- [PAGE TEXT]
_ _ _

We may want to have a per-node home directory for additional security and deployment reasons. We already restrict what commands a particular user is able to run, but it wouldn't hurt to sandbox access even more. Further, this could allow us to do something like put per-node config / parameters in their own directories to allow them to pull new configurations or credentials on their own. It could essentially be a set of synced home directories.
I'd argue that this approach isn't much harder than we have now and could be built out in parallel until it's signed off on.
It's not much harder to have a script which rebuilds multiple directories / authorized_keys files as opposed to a single large one. The only additional step would be ensuring that each user is added to the ssh container. I'd imagine this step is a pretty fast and could be run at container startup or on a schedule.
Just something to think about.
I've been thinking some more about how we can combine a bit of what we have now into a simpler pipeline. A very reasonable approach would be to transition to a cassandra table with columns: ((nodeid , date), topic, timestamp), body
(Yes, topic is kind of just a semantic change from plugin. It'd basically be used to store any routing key, for example, coresense:3
or metric
.).
Now, we could put a single "data" exchange in beehive accepting all messages like this. If it's a direct exchange, we can then do a simple "opt-in" for each topic we want to store in that database.
The other nice thing about this layout is it supports splitting messages by topic from the database. Generally, you always end up having to handle each topic case-wise, so having the database support this would be great. At the moment, we can't do that without manually filtering. This should also allow better time slicing within a single day.
This is also general enough that we don't need any special code handling things at the front - we just grab data, maybe add a received_at timestamp, and shove it in the database from later processing. This eliminates the need to do any data format changing since all that has to be handled on a case-by-case basis anyway but ensures the storage (and backup) problem is handled uniformly.
Another way to think of this is as simply as a permanent message log which can be replayed for later processing. The nice thing is, this can be designed as a configurable service in the sense that a binding for each topic can be adding to any exchange and you'll automatically start getting backups.
Currently we have two disjoint families of node ID conventions:
This grew out of many scripts querying the mac address directly and using it without padding it with zeros and, perhaps, a misunderstand of why the zeros were added in the first place.

_ _ _

- [GIVEN INFORMATION]
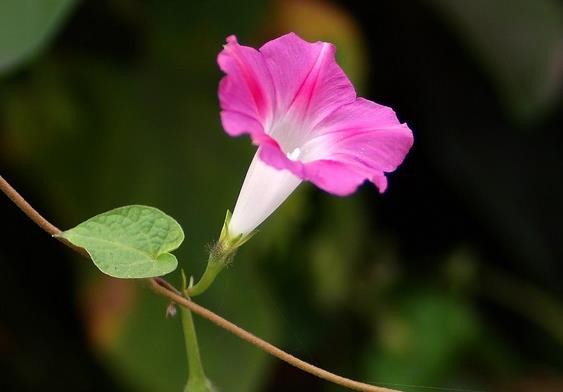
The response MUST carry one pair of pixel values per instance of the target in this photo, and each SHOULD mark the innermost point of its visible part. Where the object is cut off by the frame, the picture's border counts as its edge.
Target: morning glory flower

_ _ _

- [DIRECTIONS]
- 1) In the thread, what type of exchange would allow a simple opt-in for each topic to be stored?
- 2) Please copy the thread word for word, from "Another way to" up to and including "the first place.".
- 3) Name every column of the proposed cassandra table described in the thread.
You won't need the listing.

- [OUTPUTS BY TASK]
- 1) A direct exchange.

- 2)
Another way to think of this is as simply as a permanent message log which can be replayed for later processing. The nice thing is, this can be designed as a configurable service in the sense that a binding for each topic can be adding to any exchange and you'll automatically start getting backups.
Currently we have two disjoint families of node ID conventions:
This grew out of many scripts querying the mac address directly and using it without padding it with zeros and, perhaps, a misunderstand of why the zeros were added in the first place.

- 3) nodeid, date, topic, timestamp, body